------ SOURCE TEXT
Test questions on applying functions to real-life situations for high schoolers

📚 Quick Study Guide

• 🍎 Functions Defined: A function is a relationship between inputs (independent variable) and outputs (dependent variable), where each input has only one output. Think of it like a vending machine: you put in money (input), and you get a specific snack (output).
• 📈 Linear Functions: These functions create a straight line when graphed. The general form is $f(x) = mx + b$, where $m$ is the slope (rate of change) and $b$ is the y-intercept (starting point).
• 📐 Quadratic Functions: These functions create a parabola when graphed. The general form is $f(x) = ax^2 + bx + c$. They're often used to model projectile motion.
• ⏰ Exponential Functions: These functions grow or decay rapidly. The general form is $f(x) = ab^x$, where $a$ is the initial value and $b$ is the growth/decay factor. They can be used to model population growth or compound interest.
------------
------ STORED RECORDS
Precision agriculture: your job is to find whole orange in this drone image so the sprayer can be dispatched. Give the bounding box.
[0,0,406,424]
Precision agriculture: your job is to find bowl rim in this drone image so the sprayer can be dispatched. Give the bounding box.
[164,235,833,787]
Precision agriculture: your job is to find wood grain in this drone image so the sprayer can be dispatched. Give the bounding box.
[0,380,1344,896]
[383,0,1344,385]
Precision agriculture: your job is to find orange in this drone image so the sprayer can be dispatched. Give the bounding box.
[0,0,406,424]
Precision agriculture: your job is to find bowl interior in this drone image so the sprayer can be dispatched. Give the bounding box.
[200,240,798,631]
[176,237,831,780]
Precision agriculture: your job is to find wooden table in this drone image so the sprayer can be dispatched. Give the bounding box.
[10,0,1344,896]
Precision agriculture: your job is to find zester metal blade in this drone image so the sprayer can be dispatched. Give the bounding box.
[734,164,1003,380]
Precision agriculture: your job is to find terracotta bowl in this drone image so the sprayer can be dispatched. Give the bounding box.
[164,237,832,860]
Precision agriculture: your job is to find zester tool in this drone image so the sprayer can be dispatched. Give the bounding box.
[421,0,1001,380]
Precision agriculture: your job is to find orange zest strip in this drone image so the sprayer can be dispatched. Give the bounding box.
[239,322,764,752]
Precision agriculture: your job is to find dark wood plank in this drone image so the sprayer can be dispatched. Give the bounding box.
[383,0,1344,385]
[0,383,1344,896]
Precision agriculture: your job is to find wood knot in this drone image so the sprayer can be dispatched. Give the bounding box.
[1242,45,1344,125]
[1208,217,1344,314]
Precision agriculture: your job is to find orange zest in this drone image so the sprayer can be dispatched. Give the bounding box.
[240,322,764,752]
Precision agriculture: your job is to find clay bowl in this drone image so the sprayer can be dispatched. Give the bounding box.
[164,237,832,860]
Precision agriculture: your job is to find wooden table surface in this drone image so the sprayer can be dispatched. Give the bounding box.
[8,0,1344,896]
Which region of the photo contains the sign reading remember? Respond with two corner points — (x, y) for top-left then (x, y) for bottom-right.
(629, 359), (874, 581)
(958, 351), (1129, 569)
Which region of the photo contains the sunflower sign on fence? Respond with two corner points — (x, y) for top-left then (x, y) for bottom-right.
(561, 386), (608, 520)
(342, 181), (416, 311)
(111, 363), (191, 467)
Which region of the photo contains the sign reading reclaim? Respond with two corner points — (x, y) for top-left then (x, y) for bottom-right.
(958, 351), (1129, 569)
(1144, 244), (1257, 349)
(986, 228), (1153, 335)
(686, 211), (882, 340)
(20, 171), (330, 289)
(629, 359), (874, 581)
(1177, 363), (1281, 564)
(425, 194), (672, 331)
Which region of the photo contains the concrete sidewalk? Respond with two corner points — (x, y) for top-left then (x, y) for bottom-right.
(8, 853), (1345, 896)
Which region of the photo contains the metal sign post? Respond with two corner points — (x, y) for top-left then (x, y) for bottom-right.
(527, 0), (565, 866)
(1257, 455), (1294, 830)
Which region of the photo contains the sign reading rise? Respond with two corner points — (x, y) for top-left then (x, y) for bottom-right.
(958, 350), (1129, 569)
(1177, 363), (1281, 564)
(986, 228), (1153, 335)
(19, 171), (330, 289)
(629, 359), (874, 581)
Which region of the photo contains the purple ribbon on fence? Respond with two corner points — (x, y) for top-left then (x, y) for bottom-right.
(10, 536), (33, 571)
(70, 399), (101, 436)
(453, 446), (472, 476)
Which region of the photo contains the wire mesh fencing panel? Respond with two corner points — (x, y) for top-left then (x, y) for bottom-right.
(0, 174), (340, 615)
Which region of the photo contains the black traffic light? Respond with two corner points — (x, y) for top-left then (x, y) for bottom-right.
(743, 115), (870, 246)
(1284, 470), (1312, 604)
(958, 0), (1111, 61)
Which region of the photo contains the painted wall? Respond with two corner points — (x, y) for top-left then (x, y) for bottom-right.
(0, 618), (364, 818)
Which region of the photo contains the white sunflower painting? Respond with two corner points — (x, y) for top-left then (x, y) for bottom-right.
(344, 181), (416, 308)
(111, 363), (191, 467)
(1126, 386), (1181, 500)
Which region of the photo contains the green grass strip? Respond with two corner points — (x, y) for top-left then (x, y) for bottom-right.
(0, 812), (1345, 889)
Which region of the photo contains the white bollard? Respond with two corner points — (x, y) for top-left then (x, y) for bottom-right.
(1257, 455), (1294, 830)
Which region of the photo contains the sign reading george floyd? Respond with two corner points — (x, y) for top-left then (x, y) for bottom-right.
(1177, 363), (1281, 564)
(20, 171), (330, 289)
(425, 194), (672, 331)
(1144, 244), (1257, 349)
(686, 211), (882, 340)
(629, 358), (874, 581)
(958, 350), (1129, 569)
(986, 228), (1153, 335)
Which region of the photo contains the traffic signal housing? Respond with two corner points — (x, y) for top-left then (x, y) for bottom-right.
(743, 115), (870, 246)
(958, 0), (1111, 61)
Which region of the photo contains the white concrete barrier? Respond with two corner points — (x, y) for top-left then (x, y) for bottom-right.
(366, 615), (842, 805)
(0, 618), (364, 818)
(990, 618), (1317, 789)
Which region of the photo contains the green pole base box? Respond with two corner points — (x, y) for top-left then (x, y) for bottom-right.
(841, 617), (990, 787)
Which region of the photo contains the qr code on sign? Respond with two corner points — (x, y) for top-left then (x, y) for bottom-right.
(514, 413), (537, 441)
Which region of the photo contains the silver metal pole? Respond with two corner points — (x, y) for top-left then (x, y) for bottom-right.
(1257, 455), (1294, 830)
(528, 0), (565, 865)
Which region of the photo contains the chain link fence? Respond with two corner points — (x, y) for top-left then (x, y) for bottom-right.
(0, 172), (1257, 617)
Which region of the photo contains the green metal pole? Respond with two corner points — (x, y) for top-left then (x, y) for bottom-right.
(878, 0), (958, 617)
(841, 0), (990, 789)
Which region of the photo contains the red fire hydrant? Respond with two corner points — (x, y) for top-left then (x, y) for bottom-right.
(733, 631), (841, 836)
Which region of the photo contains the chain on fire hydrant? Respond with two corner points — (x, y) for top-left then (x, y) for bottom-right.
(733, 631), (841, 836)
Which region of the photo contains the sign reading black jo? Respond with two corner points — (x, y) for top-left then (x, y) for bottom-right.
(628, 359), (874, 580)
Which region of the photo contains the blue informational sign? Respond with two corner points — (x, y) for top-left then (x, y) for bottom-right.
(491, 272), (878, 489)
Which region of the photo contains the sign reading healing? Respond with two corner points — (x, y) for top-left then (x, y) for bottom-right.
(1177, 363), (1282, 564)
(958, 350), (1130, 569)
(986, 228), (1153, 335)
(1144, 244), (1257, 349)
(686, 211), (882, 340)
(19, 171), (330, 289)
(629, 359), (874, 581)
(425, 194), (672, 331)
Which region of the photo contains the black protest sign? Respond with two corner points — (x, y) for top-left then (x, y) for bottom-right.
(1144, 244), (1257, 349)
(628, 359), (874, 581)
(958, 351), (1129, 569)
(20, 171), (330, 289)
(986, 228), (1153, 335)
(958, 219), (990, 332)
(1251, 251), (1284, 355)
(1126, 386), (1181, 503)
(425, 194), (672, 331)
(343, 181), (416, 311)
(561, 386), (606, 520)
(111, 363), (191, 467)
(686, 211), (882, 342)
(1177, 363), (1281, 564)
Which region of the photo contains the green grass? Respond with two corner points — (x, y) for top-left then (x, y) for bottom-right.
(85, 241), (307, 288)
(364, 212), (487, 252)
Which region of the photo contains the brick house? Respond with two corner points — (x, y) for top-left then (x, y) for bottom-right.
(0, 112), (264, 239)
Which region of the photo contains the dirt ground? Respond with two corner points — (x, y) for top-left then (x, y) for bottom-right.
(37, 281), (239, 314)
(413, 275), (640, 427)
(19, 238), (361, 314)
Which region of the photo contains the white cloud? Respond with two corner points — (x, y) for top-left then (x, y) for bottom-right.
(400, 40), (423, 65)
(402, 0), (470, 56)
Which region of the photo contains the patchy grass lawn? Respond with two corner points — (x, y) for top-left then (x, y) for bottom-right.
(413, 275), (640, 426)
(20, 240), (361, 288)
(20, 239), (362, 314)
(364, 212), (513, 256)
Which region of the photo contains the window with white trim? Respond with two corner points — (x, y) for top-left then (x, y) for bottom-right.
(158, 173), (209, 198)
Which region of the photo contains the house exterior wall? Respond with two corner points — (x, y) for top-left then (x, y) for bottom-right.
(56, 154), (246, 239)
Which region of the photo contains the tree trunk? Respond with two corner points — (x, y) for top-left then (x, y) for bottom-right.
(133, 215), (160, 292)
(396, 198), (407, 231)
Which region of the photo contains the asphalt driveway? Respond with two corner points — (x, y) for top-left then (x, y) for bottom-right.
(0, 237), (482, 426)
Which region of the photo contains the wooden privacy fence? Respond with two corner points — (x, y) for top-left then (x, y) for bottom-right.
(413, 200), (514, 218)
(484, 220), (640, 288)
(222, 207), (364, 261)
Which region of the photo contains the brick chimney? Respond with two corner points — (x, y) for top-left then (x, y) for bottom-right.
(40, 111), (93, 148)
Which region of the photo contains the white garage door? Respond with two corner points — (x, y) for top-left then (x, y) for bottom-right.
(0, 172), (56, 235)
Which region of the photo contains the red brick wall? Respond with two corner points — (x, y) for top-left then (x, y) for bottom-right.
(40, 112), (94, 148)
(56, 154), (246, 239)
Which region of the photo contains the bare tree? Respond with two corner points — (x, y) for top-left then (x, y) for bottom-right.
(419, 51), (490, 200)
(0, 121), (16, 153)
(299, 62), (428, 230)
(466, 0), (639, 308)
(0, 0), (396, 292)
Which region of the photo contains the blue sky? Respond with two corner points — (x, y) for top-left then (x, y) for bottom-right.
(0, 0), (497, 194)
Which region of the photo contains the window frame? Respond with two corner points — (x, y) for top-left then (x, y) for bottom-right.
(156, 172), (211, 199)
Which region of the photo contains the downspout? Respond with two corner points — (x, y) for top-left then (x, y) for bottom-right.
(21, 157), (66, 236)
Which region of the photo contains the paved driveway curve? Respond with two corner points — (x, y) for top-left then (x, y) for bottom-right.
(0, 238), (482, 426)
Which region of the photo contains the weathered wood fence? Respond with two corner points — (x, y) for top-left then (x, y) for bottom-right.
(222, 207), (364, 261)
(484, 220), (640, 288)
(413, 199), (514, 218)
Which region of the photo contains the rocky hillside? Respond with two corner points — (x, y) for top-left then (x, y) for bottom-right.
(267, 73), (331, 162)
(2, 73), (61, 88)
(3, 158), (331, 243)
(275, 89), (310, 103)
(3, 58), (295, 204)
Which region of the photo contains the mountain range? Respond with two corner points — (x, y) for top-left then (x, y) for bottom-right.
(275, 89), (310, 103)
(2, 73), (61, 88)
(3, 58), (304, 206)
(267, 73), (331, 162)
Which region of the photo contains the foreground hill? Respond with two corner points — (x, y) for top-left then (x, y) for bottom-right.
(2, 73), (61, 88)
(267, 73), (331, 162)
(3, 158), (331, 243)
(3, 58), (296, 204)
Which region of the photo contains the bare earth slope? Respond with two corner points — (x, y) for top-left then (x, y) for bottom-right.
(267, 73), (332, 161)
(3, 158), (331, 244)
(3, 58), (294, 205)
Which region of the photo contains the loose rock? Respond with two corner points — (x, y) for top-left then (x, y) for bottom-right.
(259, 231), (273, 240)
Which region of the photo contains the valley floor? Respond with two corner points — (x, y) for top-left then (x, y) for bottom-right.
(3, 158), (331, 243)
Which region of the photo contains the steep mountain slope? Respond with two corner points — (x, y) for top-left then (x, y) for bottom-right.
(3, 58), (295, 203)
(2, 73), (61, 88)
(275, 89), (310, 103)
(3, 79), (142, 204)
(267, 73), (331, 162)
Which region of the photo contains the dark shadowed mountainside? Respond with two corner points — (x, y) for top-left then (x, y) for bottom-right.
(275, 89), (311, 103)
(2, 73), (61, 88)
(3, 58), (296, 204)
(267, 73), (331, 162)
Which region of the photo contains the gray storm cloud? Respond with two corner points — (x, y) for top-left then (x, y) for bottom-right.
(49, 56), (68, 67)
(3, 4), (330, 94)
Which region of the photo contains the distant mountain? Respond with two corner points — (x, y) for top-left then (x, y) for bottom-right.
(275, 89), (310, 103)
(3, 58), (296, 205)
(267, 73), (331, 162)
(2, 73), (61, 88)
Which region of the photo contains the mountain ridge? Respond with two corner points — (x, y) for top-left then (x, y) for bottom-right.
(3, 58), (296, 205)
------------
WRITTEN REQUEST 1: Name every type of function for which the study guide on functions gives a general form.
WRITTEN REQUEST 2:
For each statement, say whether it agrees with the study guide on functions, and quote the words of the guide that decide it.
(a) In a function, each input has only one output.
(b) A linear function forms a parabola when graphed.
(c) Quadratic functions are often used to model projectile motion.
WRITTEN REQUEST 3: In the study guide on functions, what everyday machine is a function compared to?

TASK ANSWER 1: Linear functions, quadratic functions and exponential functions.

TASK ANSWER 2:
(a) Yes: "where each input has only one output"
(b) No: "These functions create a straight line when graphed."
(c) Yes: "They're often used to model projectile motion."

TASK ANSWER 3: A vending machine.